(Exercise)
Copy the article on taking minutes below word for word, from start to finish.

(Text provided)
Learn everything you need to know about taking minutes.

What It Takes to Be a Good at Taking Minutes

This article is written to help candidates who are pursuing their qualifications in business and administration. This does not mean that it will not be helpful/useful to others. This article will benefit anyone who works for a business or organisation and takes minutes to produce accurate records of discussions and decisions taken during meetings and action logging as part of their job role.

In order to be able to take minutes at a meeting, one should possess good communication skills, evaluation skills, interpersonal skills, and organising and planning skills. Minute taking is not just sitting down at a meeting and writing notes. It involves a lot of preparation prior to and after the meeting and also a lot of skills to come out with the best record of minutes.

Before the meeting actually takes place, one needs to prepare for the meeting in terms of venue, attendees, agenda, refreshments, access requirements and documents needed. For any presentations, you need to be ready with all the equipment, like a laptop, overhead projectors, and the materials and documents necessary to present the ideas.

Before the meeting starts, make a note of any last-minute changes to the agenda. Always keep a copy of matters that arose in the last meeting and the action points. While taking minutes, it is best to have a template that is relevant to the organisation’s requirements, style and standards.

On completion of this unit, the candidate will have a good knowledge of the role of meetings, why meetings are held, the legal and organisational requirements that may apply to taking minutes, why minutes are taken and their benefits, and the reason why minutes have to be accurate and the different documents used in meetings as part of the minute-taking process, prior and post-meeting.

Candidates will also have knowledge about the different types of minutes and the writing styles for minutes, how to structure the minutes and write them with the correct tone of language and also how to store and the purpose of storing them safely and securely. These are discussed in the third part of this series.

(Extracted entries)
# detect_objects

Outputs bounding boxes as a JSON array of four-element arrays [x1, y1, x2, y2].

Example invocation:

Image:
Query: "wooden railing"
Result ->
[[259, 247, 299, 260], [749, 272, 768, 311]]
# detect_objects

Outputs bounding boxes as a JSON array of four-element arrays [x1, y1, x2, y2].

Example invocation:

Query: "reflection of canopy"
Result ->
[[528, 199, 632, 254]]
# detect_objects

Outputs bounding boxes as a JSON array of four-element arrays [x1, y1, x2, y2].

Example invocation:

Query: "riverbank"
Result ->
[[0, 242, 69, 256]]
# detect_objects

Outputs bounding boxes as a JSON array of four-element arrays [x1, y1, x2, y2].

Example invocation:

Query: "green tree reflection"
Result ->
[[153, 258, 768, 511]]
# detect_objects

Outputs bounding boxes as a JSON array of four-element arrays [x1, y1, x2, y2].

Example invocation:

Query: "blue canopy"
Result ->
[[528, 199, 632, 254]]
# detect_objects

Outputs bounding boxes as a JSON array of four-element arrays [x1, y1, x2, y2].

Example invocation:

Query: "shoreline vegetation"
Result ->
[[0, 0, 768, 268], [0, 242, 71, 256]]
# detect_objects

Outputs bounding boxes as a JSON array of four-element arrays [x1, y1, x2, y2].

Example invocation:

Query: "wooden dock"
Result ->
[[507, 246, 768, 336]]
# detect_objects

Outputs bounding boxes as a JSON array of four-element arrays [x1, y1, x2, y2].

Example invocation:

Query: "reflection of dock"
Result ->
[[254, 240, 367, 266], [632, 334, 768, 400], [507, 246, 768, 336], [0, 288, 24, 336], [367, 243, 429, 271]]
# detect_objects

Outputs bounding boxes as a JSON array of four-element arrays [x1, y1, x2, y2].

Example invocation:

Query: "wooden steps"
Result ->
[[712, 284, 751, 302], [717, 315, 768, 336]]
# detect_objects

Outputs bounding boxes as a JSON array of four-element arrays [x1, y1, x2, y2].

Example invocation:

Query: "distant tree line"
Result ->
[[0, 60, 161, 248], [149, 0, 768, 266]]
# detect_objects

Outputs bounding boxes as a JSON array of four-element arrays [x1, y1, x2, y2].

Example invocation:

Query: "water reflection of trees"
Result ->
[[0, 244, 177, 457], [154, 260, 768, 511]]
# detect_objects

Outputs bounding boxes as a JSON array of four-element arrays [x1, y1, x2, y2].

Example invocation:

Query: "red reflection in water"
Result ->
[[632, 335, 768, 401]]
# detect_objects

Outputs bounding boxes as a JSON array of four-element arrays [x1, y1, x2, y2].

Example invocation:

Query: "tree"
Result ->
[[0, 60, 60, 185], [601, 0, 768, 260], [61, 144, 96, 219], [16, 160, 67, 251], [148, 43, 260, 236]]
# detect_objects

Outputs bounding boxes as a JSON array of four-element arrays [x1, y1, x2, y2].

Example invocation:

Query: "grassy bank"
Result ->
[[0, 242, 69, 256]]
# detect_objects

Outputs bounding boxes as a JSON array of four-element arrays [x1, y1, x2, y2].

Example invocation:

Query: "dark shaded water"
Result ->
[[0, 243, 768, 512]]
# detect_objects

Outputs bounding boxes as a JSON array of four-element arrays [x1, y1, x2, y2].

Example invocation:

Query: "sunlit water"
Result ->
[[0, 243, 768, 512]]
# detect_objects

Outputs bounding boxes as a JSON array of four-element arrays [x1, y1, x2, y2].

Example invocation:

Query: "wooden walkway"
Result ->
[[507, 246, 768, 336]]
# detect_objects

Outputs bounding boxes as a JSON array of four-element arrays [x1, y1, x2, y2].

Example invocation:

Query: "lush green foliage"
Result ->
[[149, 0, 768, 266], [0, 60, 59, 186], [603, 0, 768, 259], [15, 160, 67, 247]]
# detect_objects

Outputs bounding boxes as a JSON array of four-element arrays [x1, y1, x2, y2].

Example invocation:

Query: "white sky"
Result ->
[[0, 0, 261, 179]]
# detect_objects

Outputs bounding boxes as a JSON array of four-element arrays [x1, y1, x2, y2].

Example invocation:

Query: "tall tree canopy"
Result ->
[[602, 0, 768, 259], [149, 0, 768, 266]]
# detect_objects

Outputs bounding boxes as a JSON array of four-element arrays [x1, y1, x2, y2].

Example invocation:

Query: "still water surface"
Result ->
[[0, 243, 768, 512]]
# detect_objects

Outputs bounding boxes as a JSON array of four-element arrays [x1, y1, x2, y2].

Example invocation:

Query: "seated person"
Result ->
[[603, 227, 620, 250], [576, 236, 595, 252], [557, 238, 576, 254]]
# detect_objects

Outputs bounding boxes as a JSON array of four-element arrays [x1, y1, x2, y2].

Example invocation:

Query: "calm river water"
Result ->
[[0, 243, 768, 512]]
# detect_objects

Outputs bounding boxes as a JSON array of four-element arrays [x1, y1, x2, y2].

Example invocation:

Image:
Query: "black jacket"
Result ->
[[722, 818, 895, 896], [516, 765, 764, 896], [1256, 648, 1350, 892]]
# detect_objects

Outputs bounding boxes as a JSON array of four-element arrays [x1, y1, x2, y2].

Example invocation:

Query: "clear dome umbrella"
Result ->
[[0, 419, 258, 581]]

(The answer)
Learn everything you need to know about taking minutes.

What It Takes to Be a Good at Taking Minutes

This article is written to help candidates who are pursuing their qualifications in business and administration. This does not mean that it will not be helpful/useful to others. This article will benefit anyone who works for a business or organisation and takes minutes to produce accurate records of discussions and decisions taken during meetings and action logging as part of their job role.

In order to be able to take minutes at a meeting, one should possess good communication skills, evaluation skills, interpersonal skills, and organising and planning skills. Minute taking is not just sitting down at a meeting and writing notes. It involves a lot of preparation prior to and after the meeting and also a lot of skills to come out with the best record of minutes.

Before the meeting actually takes place, one needs to prepare for the meeting in terms of venue, attendees, agenda, refreshments, access requirements and documents needed. For any presentations, you need to be ready with all the equipment, like a laptop, overhead projectors, and the materials and documents necessary to present the ideas.

Before the meeting starts, make a note of any last-minute changes to the agenda. Always keep a copy of matters that arose in the last meeting and the action points. While taking minutes, it is best to have a template that is relevant to the organisation’s requirements, style and standards.

On completion of this unit, the candidate will have a good knowledge of the role of meetings, why meetings are held, the legal and organisational requirements that may apply to taking minutes, why minutes are taken and their benefits, and the reason why minutes have to be accurate and the different documents used in meetings as part of the minute-taking process, prior and post-meeting.

Candidates will also have knowledge about the different types of minutes and the writing styles for minutes, how to structure the minutes and write them with the correct tone of language and also how to store and the purpose of storing them safely and securely. These are discussed in the third part of this series.